→ **Geselecteerd fragment**:
Voor het opslaan van vaste mest zijn agrariërs verplicht om maatregelen te treffen om te voorkomen dat nutriënten (stikstof en fosfor) af- en uitspoelen richting het milieu. Een collectief van zes Flevolandse akkerbouwers en een geitenhouder lopen tegen problemen aan om aan deze milieuregels te voldoen. Geitenhouder Van Wageningen heeft een beperkte mestopslagcapaciteit op zijn bedrijf en dit betekent dat de mest bij de akkerbouwers een langere periode aan de hoop ligt.
Op de foto legt Bert van den Bosch van Waterschap Zuiderzeeland de leden van het collectief de voorgeschreven milieuregels uit.

→ **Opdracht**:
Geef de bovenstaande tekst over de opslag van vaste mest volledig en woordelijk weer.

→ **Bronfragment**:
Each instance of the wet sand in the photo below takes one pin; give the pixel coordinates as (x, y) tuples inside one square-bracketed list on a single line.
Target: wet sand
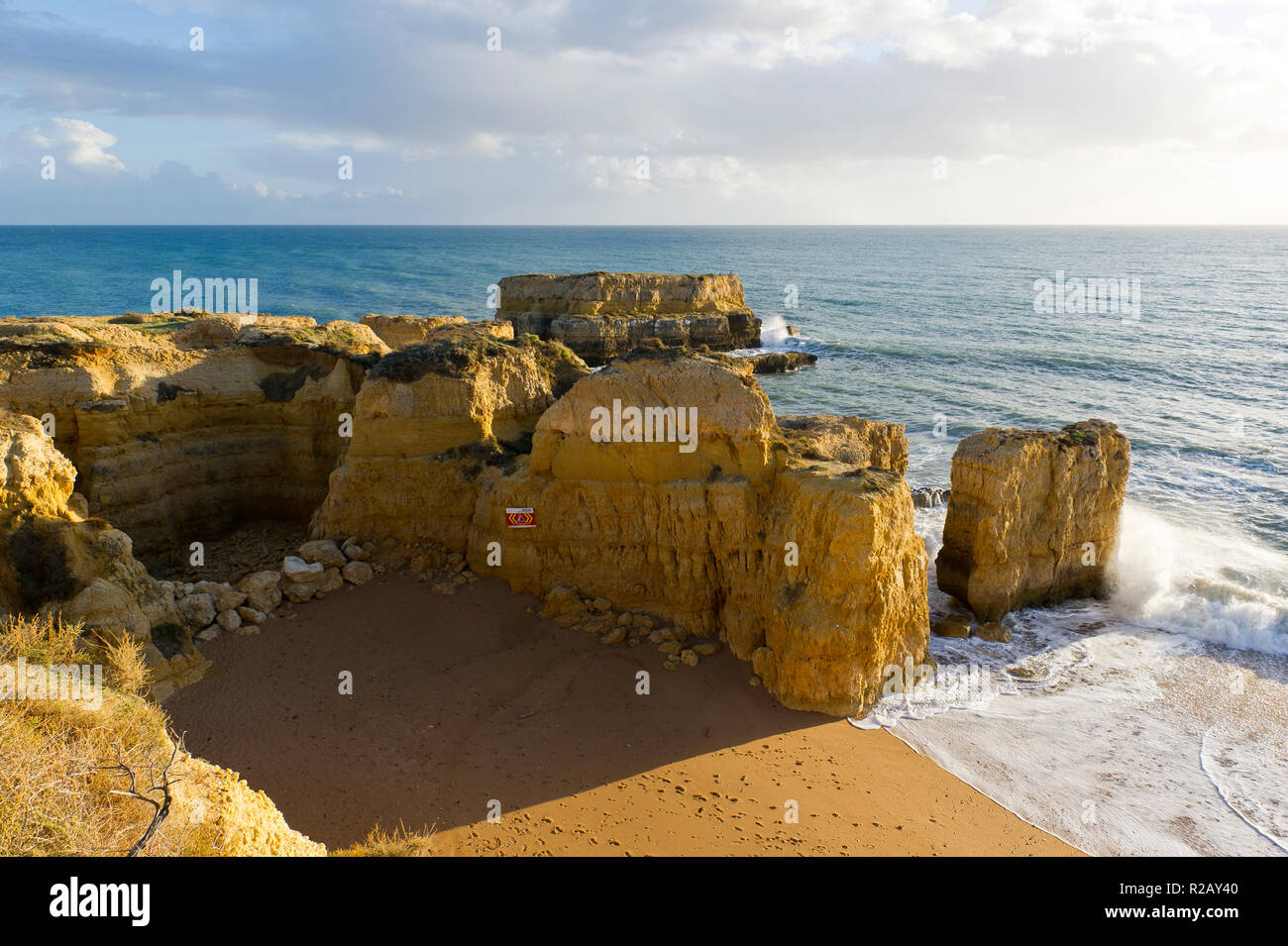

→ **Volledige uitvoer**:
Voor het opslaan van vaste mest zijn agrariërs verplicht om maatregelen te treffen om te voorkomen dat nutriënten (stikstof en fosfor) af- en uitspoelen richting het milieu. Een collectief van zes Flevolandse akkerbouwers en een geitenhouder lopen tegen problemen aan om aan deze milieuregels te voldoen. Geitenhouder Van Wageningen heeft een beperkte mestopslagcapaciteit op zijn bedrijf en dit betekent dat de mest bij de akkerbouwers een langere periode aan de hoop ligt.
Op de foto legt Bert van den Bosch van Waterschap Zuiderzeeland de leden van het collectief de voorgeschreven milieuregels uit.